* _Written tasks_
1. From the Windows Vista forum thread, extract the passage that begins at the words "For the security" and stops after the words "(Oct 4, 2002)".
2. Continue the forum thread about Windows Vista and Macs from the point where it stops.

* _Document section_
┌────────
Do you want to trust your security to Microsoft (or any single vendor for that matter)? I don't. 

Oh yeah, there's Vista's DRM. I'm no fan of DRM in any form (and that includes Apple's Fairplay, but at least that.... well is fair). Vista's DRM is obscene and is IMHO the one reason why it may die a slow death. For example, if I want to pop an HD-DVD or Blu-Ray DVD player into my XP box and play HD content, no problem (as long as I have the player to decode it). It doesn't matter what hardware I have (to a point, Intel integrated graphics aren't going to work for example but most "real" video cards will), it will likely work. Try that with Vista. If you don't have the right video card with the right output (in other words, NOT ANALOG) and it doesn't support HDCP, you're screwed. You have to get a new video card or don't bother. Oh yeah if Vista's DRM feels like it, it may disable your hardware, and make your system UNSTABLE among other really bad things. Read this for the grim details:

http://www.cs.auckland.ac.nz/~pgut001/pubs/vista_cost.html

So I ask you, where is the quality? I don't see quality here.


----------



## Jason H (Feb 1, 2004)

DANdeMAN said:


> Holly crap!!!
> 
> Have you read the comments at http://www.dailytech.com/article.aspx?newsid=5957
> 
> Go read a couple, I had no idea how "lost" some PC users are...


I feel stupider after that!
Wow....

Macs are expensive..... I can buy a $500 pc or a $2500 mac what am I going to choose? 
Ummm. You can buy a $500 mac or a $2500pc... Stupid arguement.


----------



## psycosis (Mar 29, 2005)

8127972 said:


> So I ask you, where is the quality? I don't see quality here.


At no point do I say Vista is the perfect OS. OSX is better, but Vista ain't bad.

For the security concerns, you are making assumptions based on speculation. We do not know how safe or unsafe Windows is. Best case, it is completely safe out of the box and everybody is happy. Worst case, it is swiss cheese and patches/products are released to fill the holes. Wait a second... that sounds fimiliar. I got it.. thats what happened with XP.

In regards to DRM, all DRM sucks. No arguement there. The DRM in this case most likely Microsofts decision. Content makers probably had much to do with this decision. Lets wait and see what other (Apple) does when they release their Blu-ray players. I would not be at all surprised if it does something similar. 

Day to day use of Vista is either better or equal to what XP does and most people are content with that.


----------



## Fox (Oct 4, 2002)

DANdeMAN said:


> Holly crap!!!
> 
> Have you read the comments at http://www.dailytech.com/article.aspx?newsid=5957
> 
> Go read a couple, I had no idea how "lost" some PC users are...


I did and I can't say I was all that surprised. The difference in perception between the writers of those messages and the typical ehMacer is about the same as you would get if you listened to died in the wool conservative Republicans talk about liberal Democrats in the States and vice-versa.


----------



## MACinist (Nov 17, 2003)
└────────
* _Records_
┌────────
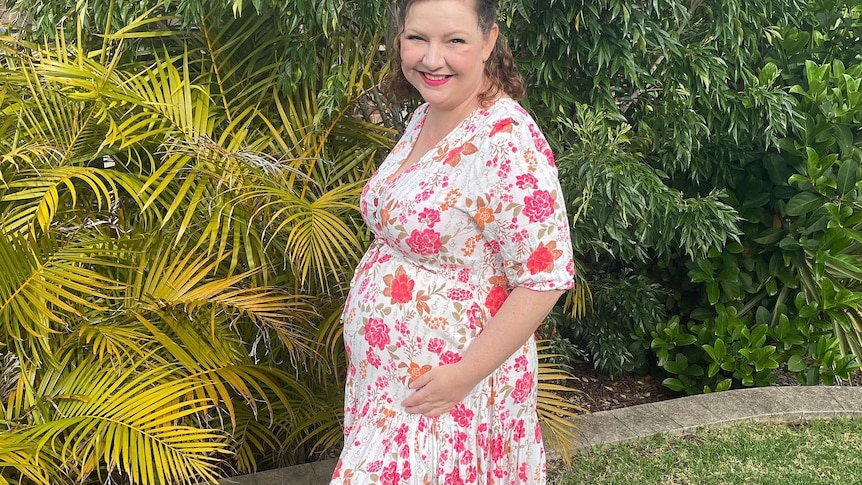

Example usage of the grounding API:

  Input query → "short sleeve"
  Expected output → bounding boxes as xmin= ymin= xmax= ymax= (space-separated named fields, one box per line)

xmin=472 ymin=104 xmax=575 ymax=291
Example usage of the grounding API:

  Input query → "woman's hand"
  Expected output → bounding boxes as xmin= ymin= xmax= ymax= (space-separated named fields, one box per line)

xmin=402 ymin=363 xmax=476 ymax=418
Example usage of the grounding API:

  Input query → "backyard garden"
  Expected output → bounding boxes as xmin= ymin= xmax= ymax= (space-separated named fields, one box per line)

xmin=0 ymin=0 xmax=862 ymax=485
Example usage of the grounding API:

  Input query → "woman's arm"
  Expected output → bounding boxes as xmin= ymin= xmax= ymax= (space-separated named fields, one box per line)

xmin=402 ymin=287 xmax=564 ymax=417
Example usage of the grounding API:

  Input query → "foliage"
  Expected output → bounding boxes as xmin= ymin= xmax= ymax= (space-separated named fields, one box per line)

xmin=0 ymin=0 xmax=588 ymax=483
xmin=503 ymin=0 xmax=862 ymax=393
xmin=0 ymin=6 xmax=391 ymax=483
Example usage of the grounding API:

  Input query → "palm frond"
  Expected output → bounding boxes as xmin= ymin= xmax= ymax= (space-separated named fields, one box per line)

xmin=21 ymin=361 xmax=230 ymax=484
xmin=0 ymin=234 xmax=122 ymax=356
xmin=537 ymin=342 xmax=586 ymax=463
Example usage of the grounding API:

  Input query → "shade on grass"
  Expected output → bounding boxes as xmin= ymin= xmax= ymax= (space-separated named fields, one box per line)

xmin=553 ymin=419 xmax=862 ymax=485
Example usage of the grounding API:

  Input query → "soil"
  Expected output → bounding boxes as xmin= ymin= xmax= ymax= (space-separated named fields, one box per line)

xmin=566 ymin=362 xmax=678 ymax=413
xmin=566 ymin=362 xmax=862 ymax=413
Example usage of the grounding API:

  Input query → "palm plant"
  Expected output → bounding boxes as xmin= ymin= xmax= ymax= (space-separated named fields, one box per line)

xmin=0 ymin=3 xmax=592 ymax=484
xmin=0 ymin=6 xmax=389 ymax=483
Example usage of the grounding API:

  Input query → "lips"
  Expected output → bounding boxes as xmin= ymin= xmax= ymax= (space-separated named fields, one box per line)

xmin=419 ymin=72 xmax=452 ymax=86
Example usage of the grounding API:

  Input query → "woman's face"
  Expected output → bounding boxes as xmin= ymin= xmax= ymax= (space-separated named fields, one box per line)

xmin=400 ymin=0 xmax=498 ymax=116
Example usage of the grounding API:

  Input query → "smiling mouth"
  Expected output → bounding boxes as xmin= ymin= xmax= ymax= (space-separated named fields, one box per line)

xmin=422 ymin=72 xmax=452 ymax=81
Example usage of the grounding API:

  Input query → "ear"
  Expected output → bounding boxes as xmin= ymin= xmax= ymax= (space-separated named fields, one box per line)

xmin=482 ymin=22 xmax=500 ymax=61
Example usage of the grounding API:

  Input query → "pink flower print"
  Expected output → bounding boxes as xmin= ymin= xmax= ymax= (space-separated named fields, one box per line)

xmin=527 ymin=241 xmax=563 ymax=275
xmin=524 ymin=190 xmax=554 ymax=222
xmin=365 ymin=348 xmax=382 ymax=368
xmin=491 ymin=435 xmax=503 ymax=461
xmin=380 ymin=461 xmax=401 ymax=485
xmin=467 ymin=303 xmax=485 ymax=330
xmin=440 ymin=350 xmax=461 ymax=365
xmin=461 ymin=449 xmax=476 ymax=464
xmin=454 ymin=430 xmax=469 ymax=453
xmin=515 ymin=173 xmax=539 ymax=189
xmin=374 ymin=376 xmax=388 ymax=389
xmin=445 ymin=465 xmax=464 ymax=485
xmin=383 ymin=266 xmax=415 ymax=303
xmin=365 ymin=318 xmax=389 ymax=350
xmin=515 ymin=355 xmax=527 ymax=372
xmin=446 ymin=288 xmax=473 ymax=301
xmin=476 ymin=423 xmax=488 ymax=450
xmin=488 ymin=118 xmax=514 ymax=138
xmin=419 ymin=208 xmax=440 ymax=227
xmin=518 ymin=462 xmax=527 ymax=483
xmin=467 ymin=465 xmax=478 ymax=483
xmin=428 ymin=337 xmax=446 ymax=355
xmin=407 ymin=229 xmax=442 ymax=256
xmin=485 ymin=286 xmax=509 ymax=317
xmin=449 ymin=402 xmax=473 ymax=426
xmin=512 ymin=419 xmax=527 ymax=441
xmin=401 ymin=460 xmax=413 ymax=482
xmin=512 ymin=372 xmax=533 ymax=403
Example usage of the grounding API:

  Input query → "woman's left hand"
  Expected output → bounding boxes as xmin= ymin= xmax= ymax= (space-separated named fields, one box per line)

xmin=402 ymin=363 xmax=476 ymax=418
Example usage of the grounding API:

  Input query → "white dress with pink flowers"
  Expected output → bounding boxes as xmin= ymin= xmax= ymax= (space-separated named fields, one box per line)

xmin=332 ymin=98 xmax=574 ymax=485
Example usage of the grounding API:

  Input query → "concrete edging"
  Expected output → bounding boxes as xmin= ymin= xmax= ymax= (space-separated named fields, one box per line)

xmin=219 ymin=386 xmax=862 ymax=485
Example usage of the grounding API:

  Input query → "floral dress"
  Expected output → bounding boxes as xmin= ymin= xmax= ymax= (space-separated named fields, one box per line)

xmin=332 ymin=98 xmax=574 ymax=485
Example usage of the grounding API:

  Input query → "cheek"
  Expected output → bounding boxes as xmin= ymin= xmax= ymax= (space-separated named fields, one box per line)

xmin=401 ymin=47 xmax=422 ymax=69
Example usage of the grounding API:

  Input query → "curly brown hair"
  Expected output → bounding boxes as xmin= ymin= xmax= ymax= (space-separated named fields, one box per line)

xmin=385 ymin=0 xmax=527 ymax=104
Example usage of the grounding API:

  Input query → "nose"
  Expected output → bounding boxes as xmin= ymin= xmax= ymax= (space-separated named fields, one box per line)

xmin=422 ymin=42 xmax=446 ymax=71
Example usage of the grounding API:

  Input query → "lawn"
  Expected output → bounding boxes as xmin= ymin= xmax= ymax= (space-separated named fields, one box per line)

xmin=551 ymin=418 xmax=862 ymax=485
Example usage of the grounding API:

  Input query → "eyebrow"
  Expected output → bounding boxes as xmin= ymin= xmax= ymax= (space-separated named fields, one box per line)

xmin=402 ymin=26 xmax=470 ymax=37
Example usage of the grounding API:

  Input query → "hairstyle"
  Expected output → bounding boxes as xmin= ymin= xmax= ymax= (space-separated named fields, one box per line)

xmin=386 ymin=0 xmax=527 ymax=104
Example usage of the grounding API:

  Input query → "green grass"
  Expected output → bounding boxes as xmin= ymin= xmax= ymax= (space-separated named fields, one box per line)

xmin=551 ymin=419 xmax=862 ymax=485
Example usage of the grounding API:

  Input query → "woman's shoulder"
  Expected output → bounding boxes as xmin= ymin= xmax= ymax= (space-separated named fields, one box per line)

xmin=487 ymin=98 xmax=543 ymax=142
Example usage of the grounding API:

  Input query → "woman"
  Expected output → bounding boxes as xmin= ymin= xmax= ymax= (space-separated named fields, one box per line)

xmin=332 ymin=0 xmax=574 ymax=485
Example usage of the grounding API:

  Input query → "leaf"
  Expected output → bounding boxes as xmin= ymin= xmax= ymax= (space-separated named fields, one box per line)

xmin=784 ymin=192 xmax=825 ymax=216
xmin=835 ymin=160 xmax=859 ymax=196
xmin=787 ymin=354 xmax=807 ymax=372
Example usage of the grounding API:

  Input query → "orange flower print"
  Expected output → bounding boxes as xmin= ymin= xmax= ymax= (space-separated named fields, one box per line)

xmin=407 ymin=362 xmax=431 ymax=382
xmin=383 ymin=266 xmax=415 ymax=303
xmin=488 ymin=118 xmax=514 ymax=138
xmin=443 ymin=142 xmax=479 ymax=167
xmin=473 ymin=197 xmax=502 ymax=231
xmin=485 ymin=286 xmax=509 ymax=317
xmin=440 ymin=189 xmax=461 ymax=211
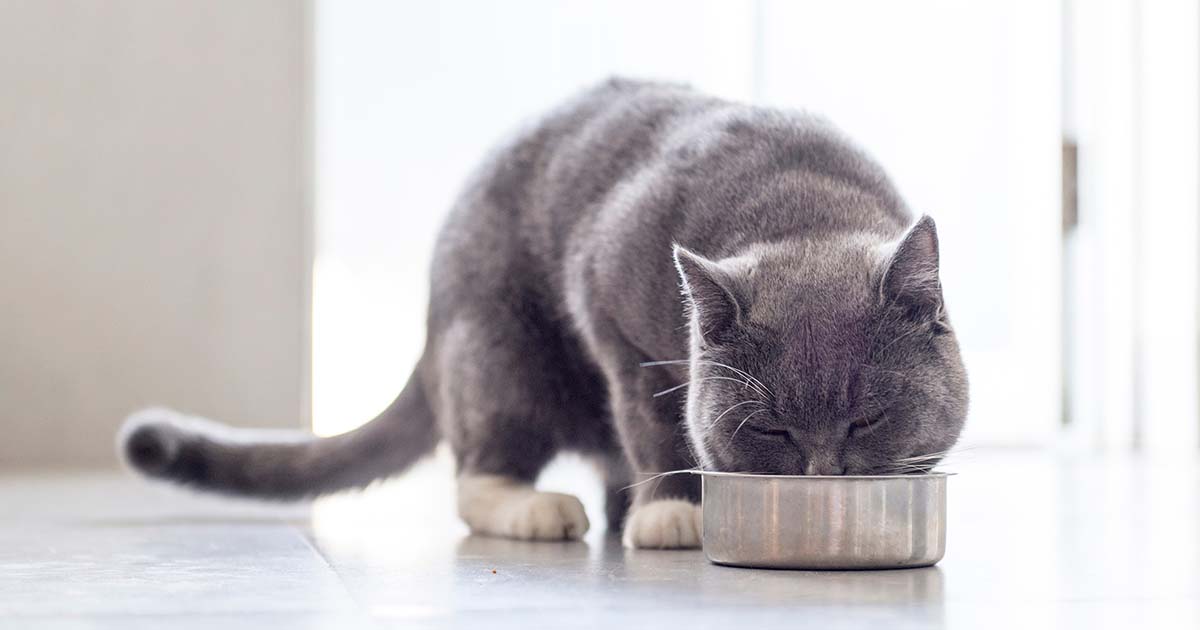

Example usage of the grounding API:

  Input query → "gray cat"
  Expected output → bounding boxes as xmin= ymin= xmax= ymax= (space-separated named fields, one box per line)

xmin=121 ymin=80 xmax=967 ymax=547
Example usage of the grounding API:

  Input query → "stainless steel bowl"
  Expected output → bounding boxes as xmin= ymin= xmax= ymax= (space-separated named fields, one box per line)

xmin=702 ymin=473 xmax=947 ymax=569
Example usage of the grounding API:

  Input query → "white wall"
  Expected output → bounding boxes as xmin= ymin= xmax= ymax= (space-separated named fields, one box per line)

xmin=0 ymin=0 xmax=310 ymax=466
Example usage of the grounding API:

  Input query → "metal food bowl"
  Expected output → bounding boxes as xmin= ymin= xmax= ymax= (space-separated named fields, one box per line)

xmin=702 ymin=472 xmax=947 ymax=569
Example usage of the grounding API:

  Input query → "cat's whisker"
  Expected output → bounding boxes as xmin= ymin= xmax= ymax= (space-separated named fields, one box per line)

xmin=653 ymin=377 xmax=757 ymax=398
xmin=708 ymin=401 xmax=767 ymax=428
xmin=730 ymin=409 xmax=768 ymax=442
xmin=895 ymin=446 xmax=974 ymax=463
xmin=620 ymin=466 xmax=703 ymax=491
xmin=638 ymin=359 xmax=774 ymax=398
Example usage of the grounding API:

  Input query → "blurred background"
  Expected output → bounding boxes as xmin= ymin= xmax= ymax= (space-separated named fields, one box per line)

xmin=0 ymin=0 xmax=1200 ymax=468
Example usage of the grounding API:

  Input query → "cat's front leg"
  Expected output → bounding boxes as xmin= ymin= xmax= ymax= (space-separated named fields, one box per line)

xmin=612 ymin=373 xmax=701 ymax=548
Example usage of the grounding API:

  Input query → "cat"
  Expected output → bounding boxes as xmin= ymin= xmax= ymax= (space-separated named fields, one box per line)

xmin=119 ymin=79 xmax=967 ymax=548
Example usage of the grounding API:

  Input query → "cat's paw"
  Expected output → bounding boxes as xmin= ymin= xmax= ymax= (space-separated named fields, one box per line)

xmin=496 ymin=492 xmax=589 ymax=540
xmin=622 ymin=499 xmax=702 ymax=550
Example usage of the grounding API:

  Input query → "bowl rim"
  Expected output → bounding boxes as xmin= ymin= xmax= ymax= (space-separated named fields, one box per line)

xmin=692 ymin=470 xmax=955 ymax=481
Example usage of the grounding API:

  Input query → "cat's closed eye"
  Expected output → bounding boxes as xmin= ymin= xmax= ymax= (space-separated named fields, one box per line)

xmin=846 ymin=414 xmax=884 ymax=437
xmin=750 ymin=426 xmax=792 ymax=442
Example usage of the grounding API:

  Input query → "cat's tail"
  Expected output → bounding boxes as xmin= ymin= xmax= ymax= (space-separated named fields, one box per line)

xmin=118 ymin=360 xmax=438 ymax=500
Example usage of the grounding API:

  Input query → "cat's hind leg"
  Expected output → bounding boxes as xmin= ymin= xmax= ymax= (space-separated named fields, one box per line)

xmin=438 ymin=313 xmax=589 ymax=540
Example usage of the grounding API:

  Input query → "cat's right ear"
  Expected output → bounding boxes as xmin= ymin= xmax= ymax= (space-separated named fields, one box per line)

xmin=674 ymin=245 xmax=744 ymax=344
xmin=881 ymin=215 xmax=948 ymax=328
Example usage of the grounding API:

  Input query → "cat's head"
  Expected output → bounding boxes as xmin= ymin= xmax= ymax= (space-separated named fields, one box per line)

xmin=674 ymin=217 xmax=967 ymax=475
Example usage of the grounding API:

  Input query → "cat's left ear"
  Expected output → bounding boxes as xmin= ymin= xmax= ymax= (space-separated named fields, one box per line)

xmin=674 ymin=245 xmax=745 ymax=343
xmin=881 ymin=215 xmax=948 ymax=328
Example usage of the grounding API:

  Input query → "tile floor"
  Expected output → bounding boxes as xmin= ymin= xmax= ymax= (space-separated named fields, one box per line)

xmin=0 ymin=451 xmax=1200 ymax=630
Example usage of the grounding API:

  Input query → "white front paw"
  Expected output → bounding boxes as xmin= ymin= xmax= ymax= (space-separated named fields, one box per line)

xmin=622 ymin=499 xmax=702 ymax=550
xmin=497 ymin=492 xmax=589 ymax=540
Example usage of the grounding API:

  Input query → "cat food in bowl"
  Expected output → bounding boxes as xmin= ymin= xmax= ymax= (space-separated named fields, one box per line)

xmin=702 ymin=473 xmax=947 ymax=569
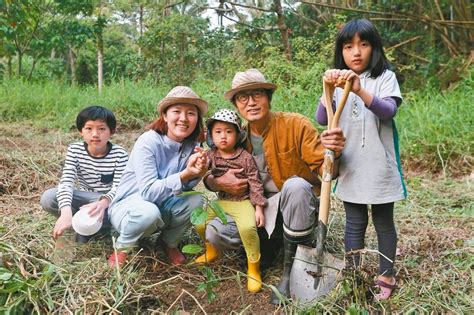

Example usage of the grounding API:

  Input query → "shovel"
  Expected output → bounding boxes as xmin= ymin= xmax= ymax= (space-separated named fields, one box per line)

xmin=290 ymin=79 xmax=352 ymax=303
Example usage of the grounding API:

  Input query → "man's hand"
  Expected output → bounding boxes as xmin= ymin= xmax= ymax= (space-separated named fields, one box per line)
└────────
* _Responses to the tasks_
1.
For the security concerns, you are making assumptions based on speculation. We do not know how safe or unsafe Windows is. Best case, it is completely safe out of the box and everybody is happy. Worst case, it is swiss cheese and patches/products are released to fill the holes. Wait a second... that sounds fimiliar. I got it.. thats what happened with XP.

In regards to DRM, all DRM sucks. No arguement there. The DRM in this case most likely Microsofts decision. Content makers probably had much to do with this decision. Lets wait and see what other (Apple) does when they release their Blu-ray players. I would not be at all surprised if it does something similar. 

Day to day use of Vista is either better or equal to what XP does and most people are content with that.


----------



## Fox (Oct 4, 2002)

2.
8127972 said:


> Have you actually used it for an extensive amount of time? I have. Not to say that mine should be the only opinion that you should consider, but as far as I am concerned, Vista compared to OS X isn't that groundbreaking. In fact there are many aspects of this OS that are freaking annoying. The so called "Security" that Vista gets in the way of the user experience. Not to mention their wonderful EULA that is draconian at best. Oh yeah, the OS has only been out for days and there are exploits for it. AFAIK, there's only been one remote code execution exploit for 10.4 and it was patched a week or two ago. Knowing how "secure" Microsoft software is, they'll be a ton of remote code exploits (among other types of exploits) by the end of Feb.
> 
> And to top it all off, there's the fact that the so called "groundbreaking" features in Vista were in OS X AGES AGO and they simply work better than anything that Gates, Ballmer, or any of their ilk have ever produced.
> 
> From where I stand, Vista is the new Windows ME and will be looked upon as such when the historians get a hold of it.


You are explaining an opinion shared by most here but that has nothing to do with backing up your Windows ME comparison. Vista is not ME by the longest shot. I'm shocked that someone with a MCSE would even say that. Did I use Vista? A little (I'm a TechNET member). Beta1, Beta2, RC1, RC2 and currently RTM. Only use it because I have to know what I'm doing at work but yes, I use it. 

Bringing this up is mind numbing but in case you forgot, ME was a Windows 9x but with restricted access to MS-DOS and with major install issues because of it's removal of non plug and play drivers on the install cd. Even Microsoft realized it was sheeite as it had a shelf life of one year. It was a re-branding scheme of W9x. It didn't take 6 years to make, it didn't take 40 million lines of code, it didn't cost 6 billion dollars to produce and absolutely no one gave a **** about it when it was released, even MS. So, NO, Vista is not anything like ME.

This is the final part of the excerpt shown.